§ PROBLEM TO WORK ON
Report every line in the listing that contains the string "SHOULD".
======
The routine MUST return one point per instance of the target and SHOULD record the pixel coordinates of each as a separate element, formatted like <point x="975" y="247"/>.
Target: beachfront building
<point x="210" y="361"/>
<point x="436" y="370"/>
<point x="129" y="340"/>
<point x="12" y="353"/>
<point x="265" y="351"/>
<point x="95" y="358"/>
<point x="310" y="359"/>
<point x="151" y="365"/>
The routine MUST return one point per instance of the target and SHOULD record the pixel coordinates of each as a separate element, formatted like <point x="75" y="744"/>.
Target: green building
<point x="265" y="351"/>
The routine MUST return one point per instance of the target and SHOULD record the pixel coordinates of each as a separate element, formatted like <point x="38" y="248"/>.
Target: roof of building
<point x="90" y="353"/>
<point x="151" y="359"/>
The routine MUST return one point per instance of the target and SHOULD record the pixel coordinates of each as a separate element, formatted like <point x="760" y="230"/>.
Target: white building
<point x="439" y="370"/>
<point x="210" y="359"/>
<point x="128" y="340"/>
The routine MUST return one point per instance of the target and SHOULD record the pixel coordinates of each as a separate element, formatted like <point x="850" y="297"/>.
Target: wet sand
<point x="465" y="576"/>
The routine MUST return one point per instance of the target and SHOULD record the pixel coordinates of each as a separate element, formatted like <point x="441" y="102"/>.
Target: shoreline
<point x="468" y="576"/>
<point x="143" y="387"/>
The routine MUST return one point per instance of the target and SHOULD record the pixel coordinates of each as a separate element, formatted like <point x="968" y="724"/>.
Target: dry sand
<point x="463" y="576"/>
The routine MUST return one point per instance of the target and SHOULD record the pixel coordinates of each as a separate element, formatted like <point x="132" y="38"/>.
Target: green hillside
======
§ RESULT
The routine MUST return one point per instance of the target and SHOULD record the pixel coordinates of each as a separate element, formatted like <point x="975" y="247"/>.
The routine MUST return one point per instance of the target and SHOULD record the pixel coordinates of each as a separate element, formatted like <point x="75" y="744"/>.
The routine MUST return one point per instance of the target and SHOULD record the pixel coordinates of each as a separate element, formatted like <point x="38" y="248"/>.
The routine MUST return one point per instance of the target and SHOULD record the pixel coordinates of each as a separate element, formatted like <point x="760" y="230"/>.
The routine MUST return one point per instance of the target and SHOULD record the pixel coordinates of each as a separate element, formatted like <point x="850" y="297"/>.
The routine MUST return one point per instance of the target and SHOULD record the pixel coordinates of each as a separate element, formatted like <point x="441" y="102"/>.
The routine MUST return one point per instance of the target and SHOULD record the pixel coordinates of each as a separate element, formatted like <point x="968" y="724"/>.
The routine MUST return one point per instance of the target and SHOULD record the pixel coordinates of each as a separate element, formatted like <point x="132" y="38"/>.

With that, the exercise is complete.